Problem to solve: Put the data below into a numbered list, from its first line through the line that contains "(195, 1143)", with both ends included. Leave out blank lines and pictures.

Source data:

==================================================

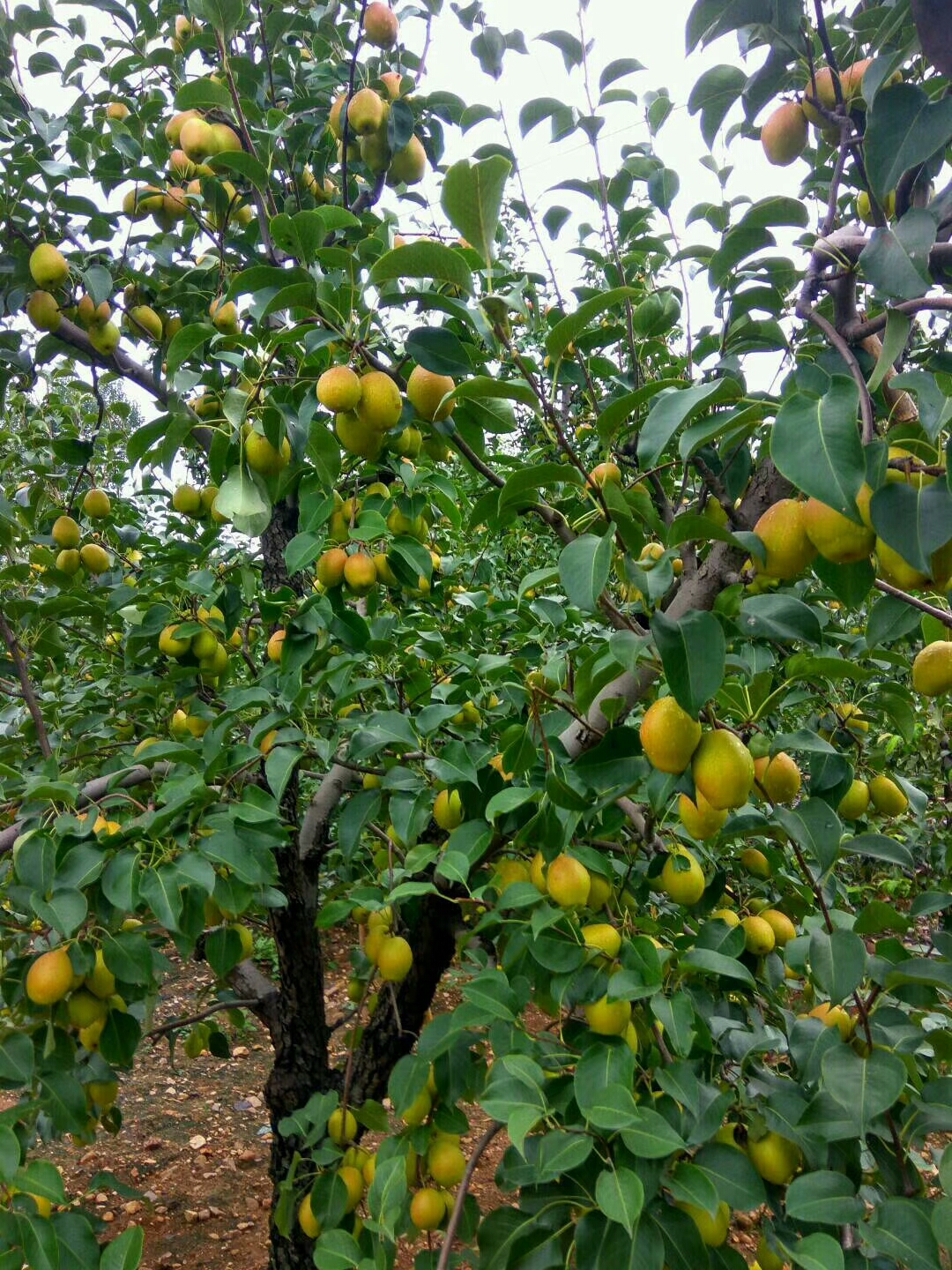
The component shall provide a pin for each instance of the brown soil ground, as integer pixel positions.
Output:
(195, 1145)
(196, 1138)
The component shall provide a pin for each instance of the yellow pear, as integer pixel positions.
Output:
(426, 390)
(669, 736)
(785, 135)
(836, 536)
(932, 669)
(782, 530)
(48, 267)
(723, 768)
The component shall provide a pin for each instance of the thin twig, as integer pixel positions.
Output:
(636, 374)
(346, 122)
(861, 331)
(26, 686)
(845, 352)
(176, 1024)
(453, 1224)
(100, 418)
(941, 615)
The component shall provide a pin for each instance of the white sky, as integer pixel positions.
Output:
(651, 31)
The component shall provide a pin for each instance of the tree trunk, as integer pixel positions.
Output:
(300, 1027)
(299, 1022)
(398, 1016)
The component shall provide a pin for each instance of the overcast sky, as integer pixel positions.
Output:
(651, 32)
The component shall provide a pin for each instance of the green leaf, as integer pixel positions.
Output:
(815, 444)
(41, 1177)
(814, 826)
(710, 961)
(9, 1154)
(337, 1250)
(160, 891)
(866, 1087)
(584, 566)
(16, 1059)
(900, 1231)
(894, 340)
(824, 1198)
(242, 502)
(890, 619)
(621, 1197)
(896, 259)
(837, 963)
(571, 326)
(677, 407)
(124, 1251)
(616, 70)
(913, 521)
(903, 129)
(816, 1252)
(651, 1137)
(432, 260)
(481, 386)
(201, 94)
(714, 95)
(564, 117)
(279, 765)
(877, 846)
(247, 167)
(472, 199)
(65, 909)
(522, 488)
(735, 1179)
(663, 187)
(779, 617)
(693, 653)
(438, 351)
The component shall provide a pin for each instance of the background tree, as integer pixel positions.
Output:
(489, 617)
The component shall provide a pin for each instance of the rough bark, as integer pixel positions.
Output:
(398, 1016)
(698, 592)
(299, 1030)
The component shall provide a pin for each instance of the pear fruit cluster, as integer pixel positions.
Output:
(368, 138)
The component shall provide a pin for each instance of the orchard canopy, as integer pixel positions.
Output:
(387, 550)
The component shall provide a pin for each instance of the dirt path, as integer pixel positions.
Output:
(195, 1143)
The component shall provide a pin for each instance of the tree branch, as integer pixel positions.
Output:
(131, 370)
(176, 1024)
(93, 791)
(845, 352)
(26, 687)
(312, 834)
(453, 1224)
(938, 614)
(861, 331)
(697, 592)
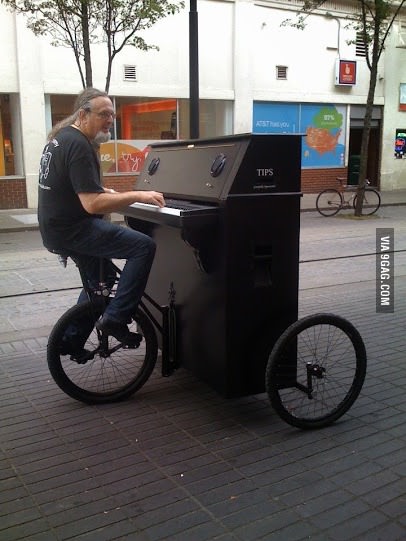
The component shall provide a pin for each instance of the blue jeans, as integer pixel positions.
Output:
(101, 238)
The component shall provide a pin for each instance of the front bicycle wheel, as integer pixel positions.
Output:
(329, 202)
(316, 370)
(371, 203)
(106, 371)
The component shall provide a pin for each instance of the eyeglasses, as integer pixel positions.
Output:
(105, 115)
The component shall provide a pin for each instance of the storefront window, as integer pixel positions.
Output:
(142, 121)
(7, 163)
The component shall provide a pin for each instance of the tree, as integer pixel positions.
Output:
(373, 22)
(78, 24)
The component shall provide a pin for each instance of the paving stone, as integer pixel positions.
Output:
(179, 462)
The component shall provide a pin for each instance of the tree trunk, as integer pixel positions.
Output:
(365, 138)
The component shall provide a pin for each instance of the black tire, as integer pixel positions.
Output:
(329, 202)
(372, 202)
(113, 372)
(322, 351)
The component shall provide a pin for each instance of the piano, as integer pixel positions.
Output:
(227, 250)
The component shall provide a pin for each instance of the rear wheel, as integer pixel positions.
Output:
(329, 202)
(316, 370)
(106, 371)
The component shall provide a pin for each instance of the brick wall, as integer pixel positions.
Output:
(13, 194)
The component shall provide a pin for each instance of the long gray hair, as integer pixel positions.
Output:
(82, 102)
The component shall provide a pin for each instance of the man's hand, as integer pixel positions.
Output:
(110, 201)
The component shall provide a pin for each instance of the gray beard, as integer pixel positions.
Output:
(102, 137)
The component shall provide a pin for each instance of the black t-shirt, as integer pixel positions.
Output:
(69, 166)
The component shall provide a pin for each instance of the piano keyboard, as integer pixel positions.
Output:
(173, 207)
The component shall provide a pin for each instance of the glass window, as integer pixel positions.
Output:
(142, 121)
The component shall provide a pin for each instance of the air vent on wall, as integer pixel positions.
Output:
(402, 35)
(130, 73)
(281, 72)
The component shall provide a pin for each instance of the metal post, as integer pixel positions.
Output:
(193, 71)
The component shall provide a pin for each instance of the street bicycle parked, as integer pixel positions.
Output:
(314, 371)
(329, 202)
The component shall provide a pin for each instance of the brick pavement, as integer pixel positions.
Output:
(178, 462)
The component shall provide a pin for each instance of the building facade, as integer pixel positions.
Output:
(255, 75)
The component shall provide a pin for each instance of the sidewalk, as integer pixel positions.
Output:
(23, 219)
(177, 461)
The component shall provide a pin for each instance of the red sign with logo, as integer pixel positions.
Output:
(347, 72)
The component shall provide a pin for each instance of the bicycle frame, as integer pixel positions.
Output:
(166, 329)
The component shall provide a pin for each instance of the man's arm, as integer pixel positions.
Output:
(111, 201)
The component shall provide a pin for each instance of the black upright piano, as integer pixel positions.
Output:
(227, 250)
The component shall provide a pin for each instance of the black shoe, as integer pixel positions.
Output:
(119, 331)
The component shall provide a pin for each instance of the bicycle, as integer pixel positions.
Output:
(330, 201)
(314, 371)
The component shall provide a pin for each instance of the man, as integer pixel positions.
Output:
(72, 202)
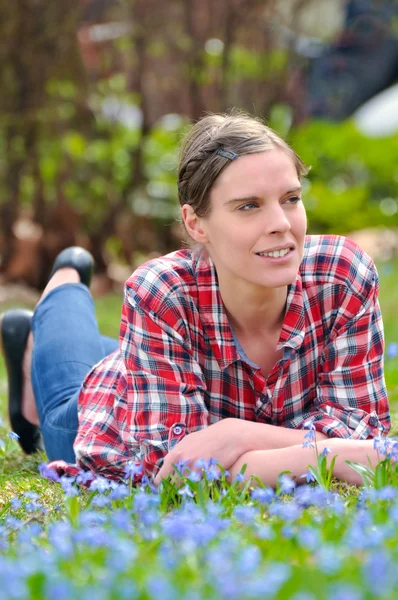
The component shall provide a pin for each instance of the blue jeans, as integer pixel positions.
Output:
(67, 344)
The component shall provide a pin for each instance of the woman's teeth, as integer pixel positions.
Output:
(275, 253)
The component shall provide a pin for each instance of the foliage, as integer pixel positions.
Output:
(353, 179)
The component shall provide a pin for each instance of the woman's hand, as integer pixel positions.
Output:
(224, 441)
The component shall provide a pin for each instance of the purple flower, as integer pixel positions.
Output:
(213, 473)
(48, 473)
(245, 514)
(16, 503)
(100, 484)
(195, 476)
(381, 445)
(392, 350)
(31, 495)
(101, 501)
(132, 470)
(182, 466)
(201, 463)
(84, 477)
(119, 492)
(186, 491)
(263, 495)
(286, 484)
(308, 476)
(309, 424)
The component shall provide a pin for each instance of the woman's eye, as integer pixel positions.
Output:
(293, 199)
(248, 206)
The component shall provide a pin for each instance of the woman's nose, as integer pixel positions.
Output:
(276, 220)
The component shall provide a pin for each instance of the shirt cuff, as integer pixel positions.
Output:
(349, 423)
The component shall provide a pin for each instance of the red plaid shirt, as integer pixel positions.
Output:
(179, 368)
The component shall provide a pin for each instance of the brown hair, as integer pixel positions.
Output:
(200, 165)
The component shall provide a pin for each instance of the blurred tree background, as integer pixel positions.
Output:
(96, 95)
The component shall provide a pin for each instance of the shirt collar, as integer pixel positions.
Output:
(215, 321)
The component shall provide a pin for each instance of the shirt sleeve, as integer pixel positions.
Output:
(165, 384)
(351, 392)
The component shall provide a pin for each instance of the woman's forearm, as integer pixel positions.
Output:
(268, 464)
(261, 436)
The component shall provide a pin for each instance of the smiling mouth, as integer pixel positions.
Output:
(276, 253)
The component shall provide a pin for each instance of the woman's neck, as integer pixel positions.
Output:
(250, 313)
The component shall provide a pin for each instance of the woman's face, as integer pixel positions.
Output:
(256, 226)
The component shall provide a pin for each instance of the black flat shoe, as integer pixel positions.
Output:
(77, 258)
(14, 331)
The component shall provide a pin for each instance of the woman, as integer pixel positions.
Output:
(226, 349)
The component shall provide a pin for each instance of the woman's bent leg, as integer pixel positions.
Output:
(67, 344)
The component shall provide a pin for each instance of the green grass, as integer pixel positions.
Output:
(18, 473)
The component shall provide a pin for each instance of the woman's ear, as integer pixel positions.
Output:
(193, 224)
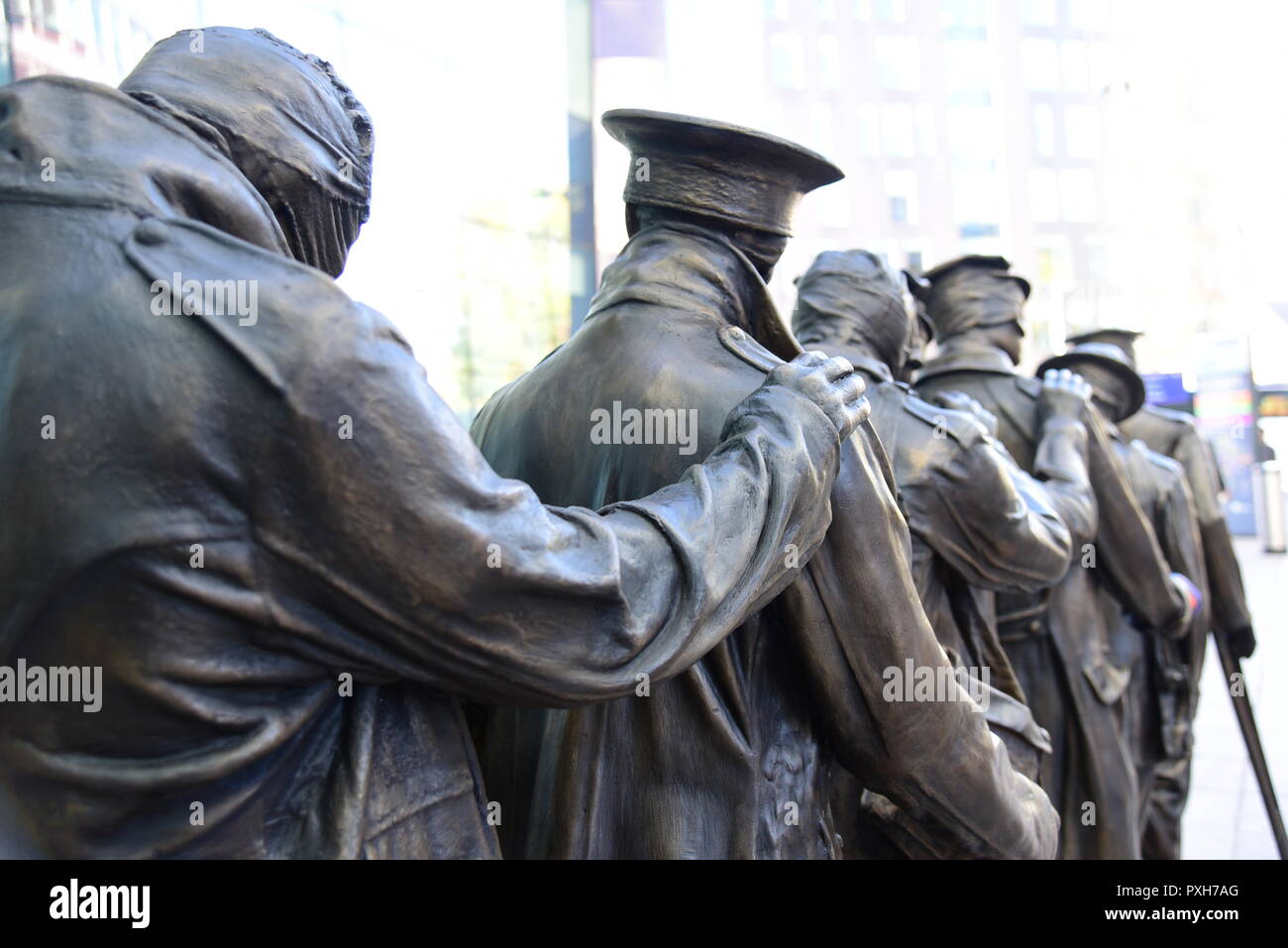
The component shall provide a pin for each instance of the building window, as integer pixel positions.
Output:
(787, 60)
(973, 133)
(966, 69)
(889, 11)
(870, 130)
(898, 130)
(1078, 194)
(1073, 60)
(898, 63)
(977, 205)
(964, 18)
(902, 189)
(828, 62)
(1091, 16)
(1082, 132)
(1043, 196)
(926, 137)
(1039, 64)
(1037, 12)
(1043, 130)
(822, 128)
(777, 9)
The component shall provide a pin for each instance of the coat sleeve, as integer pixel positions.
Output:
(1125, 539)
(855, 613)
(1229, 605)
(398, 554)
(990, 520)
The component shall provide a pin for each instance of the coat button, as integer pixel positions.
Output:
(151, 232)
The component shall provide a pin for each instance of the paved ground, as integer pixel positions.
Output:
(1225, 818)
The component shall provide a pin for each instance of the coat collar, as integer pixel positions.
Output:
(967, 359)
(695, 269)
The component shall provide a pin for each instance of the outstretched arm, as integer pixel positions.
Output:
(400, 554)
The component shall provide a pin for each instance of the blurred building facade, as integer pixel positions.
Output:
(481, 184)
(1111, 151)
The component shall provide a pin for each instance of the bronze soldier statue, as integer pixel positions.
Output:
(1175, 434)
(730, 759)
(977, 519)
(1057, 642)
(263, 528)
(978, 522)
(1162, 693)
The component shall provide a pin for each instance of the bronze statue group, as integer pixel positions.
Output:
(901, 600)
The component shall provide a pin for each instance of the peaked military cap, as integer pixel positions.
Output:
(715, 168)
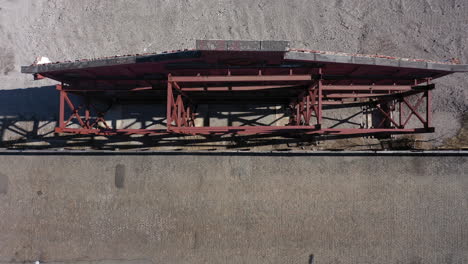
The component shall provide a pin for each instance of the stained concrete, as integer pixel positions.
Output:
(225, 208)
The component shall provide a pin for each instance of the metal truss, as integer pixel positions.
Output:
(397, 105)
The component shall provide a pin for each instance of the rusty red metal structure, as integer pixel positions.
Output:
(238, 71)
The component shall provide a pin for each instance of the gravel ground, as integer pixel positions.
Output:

==================================================

Task answer:
1. The component shall provide a pin for each instance of the brown soil ground, as integer pixel positions.
2. Output:
3. (195, 1145)
4. (196, 1138)
5. The component shall provide a pin for each instance of the yellow pear, as integer pixel positions.
6. Output:
7. (426, 390)
8. (669, 736)
9. (785, 135)
10. (836, 536)
11. (932, 669)
12. (782, 530)
13. (48, 267)
14. (723, 768)
15. The component shall provide a pin for each instance of the thin twig, as integer pixel positions.
16. Output:
17. (636, 374)
18. (346, 122)
19. (861, 331)
20. (26, 686)
21. (845, 352)
22. (176, 1024)
23. (453, 1224)
24. (100, 418)
25. (941, 615)
26. The component shall provide a pin for each instance of the white sky, as integer pixel positions.
27. Output:
28. (651, 31)
29. The component shall provide a pin for each instance of the tree trunk, as integer pixel positions.
30. Output:
31. (300, 1027)
32. (299, 1022)
33. (398, 1016)
34. The component shall provide a pin for each instance of the overcast sky, as integer pixel positions.
35. Output:
36. (651, 32)
37. The component shall provide a pin for each instance of the green leaf, as integer pixel positions.
38. Output:
39. (815, 444)
40. (41, 1177)
41. (814, 826)
42. (710, 961)
43. (9, 1154)
44. (337, 1250)
45. (160, 891)
46. (866, 1087)
47. (584, 566)
48. (16, 1059)
49. (900, 1231)
50. (894, 340)
51. (824, 1198)
52. (242, 502)
53. (890, 619)
54. (621, 1197)
55. (896, 259)
56. (837, 963)
57. (571, 326)
58. (677, 407)
59. (124, 1251)
60. (616, 70)
61. (913, 521)
62. (903, 129)
63. (816, 1252)
64. (651, 1137)
65. (432, 260)
66. (481, 386)
67. (201, 94)
68. (714, 95)
69. (564, 117)
70. (279, 765)
71. (877, 846)
72. (247, 167)
73. (472, 199)
74. (65, 909)
75. (522, 488)
76. (735, 1179)
77. (663, 187)
78. (779, 617)
79. (693, 653)
80. (438, 351)
81. The component shall provide a pin for each instance of the background tree, as integer pixel positions.
82. Output:
83. (489, 617)
84. The component shall provide a pin for each instance of the rough bark, as integer pixel positions.
85. Output:
86. (398, 1016)
87. (698, 592)
88. (299, 1030)
89. The component shall provide a pin for each instance of the pear fruit cluster, as integer pixel positions.
90. Output:
91. (368, 138)
92. The component shall provide a pin for each instance of the orchard canopy, as integer pixel positions.
93. Output:
94. (387, 550)
95. The component shall provide a pin for each instance of the dirt path, as integer pixel positions.
96. Output:
97. (195, 1143)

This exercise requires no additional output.